-- start EXTRACTED TEXT --

Without significant windows of opportunity (i.e. landscape evolution) however, even the most willing intermediation may not be able to change the status quo. Windows of opportunity could arise externally (e.g. foreign experiences have proved to cost-effectively reduce air pollutants and greenhouse gas emissions; a geopolitical shock has led to the rising up of imported fossil-fuel prices). External events may enhance the political will to consider nuclear heat production, but the opposite is possible (e.g. nuclear incident). Windows of opportunity can also be stimulated internally by intermediaries, through the promotion and dissemination of the potential of nuclear heat production at different geographical scales. The 2012/27/EC directive on energy efficiency [73] obligates the facilities emitting a significant amount of excess heat to the surrounding environment to consider DH supply, but explicitly allow the member states to exempt nuclear plants from the duty. In France, precise guidelines are provided to those facilities which must consider whether or not DH supply have cost and climate savings potential [74], but nuclear plants are not targeted. In order to create windows of opportunity for the experimentation of heat production with nuclear plants in France, both the EC and French authorities need to support or at least recognize this alternative. If not, nuclear plant sourced heat will likely remain under valued due to the fact that other heating systems that do not challenge existing regime boundaries would always be prioritized.

Several other evolution of the French regime could also favor the creation of windows of opportunity for the development of innovative, low carbon heating systems, not only nuclear plant sourced. This is however a research topic as itself, and the ideas below should rather be seen as suggestions for future studies that can explore these issues further. The share of renewable or excess heat sources in the total DH deliveries to French networks increased from 7.9 TWth/a in 2009 to 13.8 TWth/a in 2017 [66]. This leap can be partly attributed to the public DH support set up by the government in 2009 [66]. The ‘Fond Chaleur’ offers a financial contribution of about €5/MWhth to DH projects aiming to use more than 50% renewable or excess heat sources, provided that the linear heat density exceeds 1.5 TWhth/m.a  [75]. However, [75] emphasizes that the number of subsidized DH projects will have to more than double to achieve the French policy objectives. If the development trend of 2009–2017 is prolonged, renewable and excess DH deliveries should total 23 TWhth/a in 2030 [75], yet the national objective is 39 TWhth/a [76]. A list of the measures designed to enhance faster deployment of low carbon DH schemes is provided in [77]. Alongside, the tax credit scheme supporting the installation of individual, condensing natural gas boilers should be removed considering the large amount of greenhouse gases emitted through natural gas combustion [78] and the demonstrated inefficiency of this mechanism in France [79]. Alteration of the market rules can also take the form of carbon taxation. To that respect, the ambitious carbon price targeted by the 2018 law on finance (€86.2/tCO2 by 2022; [80]) must be recognized for its true value, provided that it is correctly implemented.

-- end EXTRACTED TEXT --
-- start DATA LINES --

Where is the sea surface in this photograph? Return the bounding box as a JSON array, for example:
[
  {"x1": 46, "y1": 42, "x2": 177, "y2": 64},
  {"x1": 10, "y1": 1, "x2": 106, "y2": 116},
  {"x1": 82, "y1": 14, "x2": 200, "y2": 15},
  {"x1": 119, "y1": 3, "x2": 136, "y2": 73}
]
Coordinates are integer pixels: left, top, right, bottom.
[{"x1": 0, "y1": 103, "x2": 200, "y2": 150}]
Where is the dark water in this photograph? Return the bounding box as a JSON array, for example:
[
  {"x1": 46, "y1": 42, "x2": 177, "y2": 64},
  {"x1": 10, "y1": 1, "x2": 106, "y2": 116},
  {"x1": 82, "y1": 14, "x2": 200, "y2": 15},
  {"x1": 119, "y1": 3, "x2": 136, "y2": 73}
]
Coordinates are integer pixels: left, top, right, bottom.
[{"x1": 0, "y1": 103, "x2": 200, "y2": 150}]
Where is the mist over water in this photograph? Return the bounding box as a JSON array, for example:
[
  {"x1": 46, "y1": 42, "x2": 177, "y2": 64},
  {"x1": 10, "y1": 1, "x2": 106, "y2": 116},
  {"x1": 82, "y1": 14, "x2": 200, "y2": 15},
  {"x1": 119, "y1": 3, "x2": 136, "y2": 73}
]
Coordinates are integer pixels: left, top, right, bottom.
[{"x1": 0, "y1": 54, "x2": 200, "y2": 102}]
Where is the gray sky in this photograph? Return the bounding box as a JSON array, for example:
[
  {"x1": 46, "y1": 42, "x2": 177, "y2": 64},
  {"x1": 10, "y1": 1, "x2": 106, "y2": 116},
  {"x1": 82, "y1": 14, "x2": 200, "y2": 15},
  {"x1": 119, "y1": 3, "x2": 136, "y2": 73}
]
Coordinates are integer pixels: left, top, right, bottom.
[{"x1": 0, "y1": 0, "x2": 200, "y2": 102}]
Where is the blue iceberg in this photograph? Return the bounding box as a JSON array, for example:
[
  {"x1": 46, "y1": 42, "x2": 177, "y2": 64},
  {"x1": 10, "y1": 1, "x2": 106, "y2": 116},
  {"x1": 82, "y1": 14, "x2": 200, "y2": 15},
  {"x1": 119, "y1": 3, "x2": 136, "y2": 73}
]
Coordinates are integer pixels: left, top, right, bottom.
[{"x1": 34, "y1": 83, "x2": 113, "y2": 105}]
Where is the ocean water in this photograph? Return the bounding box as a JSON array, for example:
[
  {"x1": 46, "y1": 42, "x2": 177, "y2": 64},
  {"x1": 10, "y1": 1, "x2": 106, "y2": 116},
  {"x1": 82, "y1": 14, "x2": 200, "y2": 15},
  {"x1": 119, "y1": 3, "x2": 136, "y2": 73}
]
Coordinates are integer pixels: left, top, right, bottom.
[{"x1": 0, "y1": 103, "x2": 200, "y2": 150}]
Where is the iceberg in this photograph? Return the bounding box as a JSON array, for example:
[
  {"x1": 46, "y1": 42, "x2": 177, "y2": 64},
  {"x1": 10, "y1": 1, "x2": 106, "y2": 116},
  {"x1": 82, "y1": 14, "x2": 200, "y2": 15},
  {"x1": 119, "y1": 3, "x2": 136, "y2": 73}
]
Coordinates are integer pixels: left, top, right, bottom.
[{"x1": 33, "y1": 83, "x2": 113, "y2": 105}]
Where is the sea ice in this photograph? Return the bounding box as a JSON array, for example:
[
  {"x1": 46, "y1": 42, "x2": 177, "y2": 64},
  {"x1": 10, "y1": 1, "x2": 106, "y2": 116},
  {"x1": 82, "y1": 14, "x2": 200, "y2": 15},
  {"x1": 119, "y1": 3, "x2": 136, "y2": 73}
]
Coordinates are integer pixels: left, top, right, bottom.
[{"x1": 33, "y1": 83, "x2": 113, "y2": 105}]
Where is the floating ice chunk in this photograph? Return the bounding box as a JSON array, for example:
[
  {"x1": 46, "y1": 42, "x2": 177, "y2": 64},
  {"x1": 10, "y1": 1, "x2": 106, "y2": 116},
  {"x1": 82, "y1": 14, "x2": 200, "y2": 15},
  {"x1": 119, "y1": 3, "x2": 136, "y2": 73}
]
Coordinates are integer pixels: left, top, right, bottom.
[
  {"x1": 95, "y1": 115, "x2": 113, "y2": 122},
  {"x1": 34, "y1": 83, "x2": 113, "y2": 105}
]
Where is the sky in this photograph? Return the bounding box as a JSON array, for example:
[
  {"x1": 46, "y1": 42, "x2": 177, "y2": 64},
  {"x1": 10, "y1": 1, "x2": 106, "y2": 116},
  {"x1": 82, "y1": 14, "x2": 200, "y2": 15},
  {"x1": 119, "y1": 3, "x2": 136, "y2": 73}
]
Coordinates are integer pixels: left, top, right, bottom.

-- end DATA LINES --

GOAL A =>
In the text on nuclear heat production, what carbon price does the 2018 law on finance target?
GOAL B =>
In the text on nuclear heat production, list each distinct bracketed reference number cited in the paragraph that begins "Several other evolution of the French regime".
The items are separate material and have no connection to the text on nuclear heat production.

EXERCISE OUTPUT A =>
€86.2/tCO2 by 2022.

EXERCISE OUTPUT B =>
66, 75, 76, 77, 78, 79, 80